> Compiti da svolgere:
1. Risponda in base all'articolo sull'Eurozona:
(a) Secondo le valutazioni autunnali della Commissione europea, di quanto cresce il Pil nel 2015?
(b) In quale anno è previsto che la disoccupazione totale scenda sotto l'11%?
(c) Quanti anni della riunificazione tedesca sono stati celebrati?
2. Trascriva fedelmente il passo dell'articolo sull'Eurozona che si apre con le parole contenenti "Politiche incomplete. È" e si chiude con "ma non finanziati.".

> Brano del documento:
::::::

Il Sole 24 Ore, 11 novembre 2014
Risanare investendo. Aumentare il bilancio della Bce di 1.000 miliardi di titoli per immettere liquidità significherebbe acquistare anche obbligazioni non finanziarie di ogni tipo e di dubbia affidabilità. L’Esim dovrebbe suddividerli in due parti. La prima per acquistare all’emissione titoli di stato a lunga scadenza dei Paesi della Eurozona
L’Eurozona è ancora in una situazione molto difficile malgrado la convinzione che l’euro sia fuori pericolo. Le valutazioni recenti della Commissione europea e del Consiglio della Bce dimostrano che la crisi non è superata. Tuttavia continua la sottovalutazione dei rischi politico-sociali per l’Eurozona (con accentuazioni nazional-separatiste) e il posponimento di politiche economiche per rilanciarla.
Semi-stazionarietà. Le valutazioni autunnali della Commissione europea tagliano infatti (quasi) tutte le precedenti previsioni. Il Pil cresce nel 2014 dello 0,8%, dell’1,1% nel 2015, dell’1,7% nel 2016. Una ripresa molto lenta pari all’1,2% medio annuo che si coniuga con la crescita media annua dell’1,1% nei 17 anni 2000-2016. La disoccupazione totale è prevista scendere sotto l’11% solo nel 2016 (dopo un incremento di quasi 3 punti dal 2009 al 2013) e quella giovanile, malgrado l’assenza di previsioni ufficiali, dovrebbe rimanere intorno al 25% (dopo un incremento di quasi 4 punti nei cinque anni fino al 2013). Ufficialmente si parla di “lenta ripresa” ma in realtà si tratta di una semi-stagnazione. La dinamica dei prezzi, che sul 2014-16 è prevista dello 0,9% medio annuo, indica anche una semi-deflazione.
Una semi-stagnazione più una semi-deflazione danno una semi-stazionarietà che i responsabili delle politiche economiche dell’Eurozona non possono o non vogliono o non sanno cambiare. Per una volta, trascurando le accuse tra Stati, vediamo se si può cercare (forse illusoriamente) una convergenza accettabile anche alla Germania.
Politiche incomplete. È infatti difficile convincersi che la Germania, fresca anche delle celebrazioni dei 25 anni della sua riunificazione che non sono solo suo merito, non veda i rischi di un’Eurozona governata esclusivamente da semi-politiche: quella delle riforme strutturali richieste ai singoli Stati membri che però non viene coniugata con gli accordi contrattuali per lasciare margini di bilancio a chi le attua.
Quella dei vincoli di bilancio che nella loro evidente irrazionalità (o impossibilità per il debito sul Pil al 60%) danno luogo a trattative estenuanti tra Governi, Commissione Europea e Consiglio Europeo; quella di investimenti infrastrutturali programmati ma non finanziati.

::::::

> Dati:
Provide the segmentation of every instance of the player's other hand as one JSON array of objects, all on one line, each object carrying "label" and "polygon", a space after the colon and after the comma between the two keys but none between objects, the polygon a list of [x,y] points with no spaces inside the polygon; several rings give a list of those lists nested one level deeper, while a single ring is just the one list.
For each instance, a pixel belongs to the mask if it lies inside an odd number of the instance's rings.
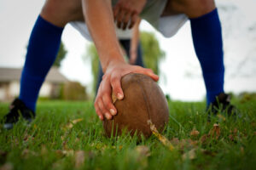
[{"label": "player's other hand", "polygon": [[130,65],[120,61],[112,61],[102,77],[94,104],[96,112],[101,120],[103,120],[104,117],[111,119],[113,116],[117,114],[117,110],[112,103],[112,90],[118,99],[123,99],[124,93],[121,88],[121,78],[131,72],[147,75],[154,81],[159,79],[159,76],[154,74],[150,69]]},{"label": "player's other hand", "polygon": [[119,0],[113,7],[113,14],[117,26],[125,30],[135,25],[147,0]]}]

::::::

> Soluzioni seguenti:
1.
(a) Dell'1,1%.
(b) Nel 2016.
(c) 25 anni.

2.
Politiche incomplete. È infatti difficile convincersi che la Germania, fresca anche delle celebrazioni dei 25 anni della sua riunificazione che non sono solo suo merito, non veda i rischi di un’Eurozona governata esclusivamente da semi-politiche: quella delle riforme strutturali richieste ai singoli Stati membri che però non viene coniugata con gli accordi contrattuali per lasciare margini di bilancio a chi le attua.
Quella dei vincoli di bilancio che nella loro evidente irrazionalità (o impossibilità per il debito sul Pil al 60%) danno luogo a trattative estenuanti tra Governi, Commissione Europea e Consiglio Europeo; quella di investimenti infrastrutturali programmati ma non finanziati.